═════ Data supplied ═════
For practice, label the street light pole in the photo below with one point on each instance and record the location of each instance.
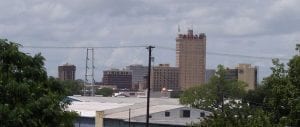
(298, 48)
(148, 85)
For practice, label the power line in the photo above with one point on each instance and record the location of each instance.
(231, 55)
(81, 47)
(158, 47)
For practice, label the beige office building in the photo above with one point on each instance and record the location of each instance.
(191, 58)
(247, 74)
(164, 77)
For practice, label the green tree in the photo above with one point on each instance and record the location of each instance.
(28, 98)
(210, 96)
(73, 87)
(106, 92)
(233, 113)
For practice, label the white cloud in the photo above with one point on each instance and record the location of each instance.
(258, 28)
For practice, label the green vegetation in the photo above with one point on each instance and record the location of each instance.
(73, 87)
(28, 98)
(276, 102)
(106, 92)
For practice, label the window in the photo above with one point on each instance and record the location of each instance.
(167, 114)
(186, 113)
(202, 114)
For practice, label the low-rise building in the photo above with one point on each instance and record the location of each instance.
(120, 78)
(120, 112)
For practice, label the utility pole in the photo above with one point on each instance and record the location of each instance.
(129, 112)
(298, 48)
(89, 74)
(148, 85)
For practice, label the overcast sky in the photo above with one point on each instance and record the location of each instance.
(263, 28)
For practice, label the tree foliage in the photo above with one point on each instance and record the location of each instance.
(28, 98)
(209, 96)
(73, 87)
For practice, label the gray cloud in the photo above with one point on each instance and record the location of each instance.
(259, 28)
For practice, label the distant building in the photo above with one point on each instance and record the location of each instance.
═════
Exercise goal >> With the line containing "For practice, label the utility" as the first and the last line of the records as the final one, print exactly the lines in that span.

Response below >>
For practice, label the utility pole in the photo above with one point on each instance and record the location of each instance.
(129, 112)
(298, 48)
(89, 74)
(148, 85)
For practice, label the overcast sky in the photo above with one point on each instance and record the location of each instance.
(263, 28)
For practice, label the tree foliage in the photo above with one point on each instance and record the location of each instance.
(28, 98)
(209, 96)
(73, 87)
For practice, label the gray cloud in the photo above with one point on each instance and record the location of each instance.
(259, 28)
For practice, label the distant building in the photo above with one point on each instance and record the location of each instance.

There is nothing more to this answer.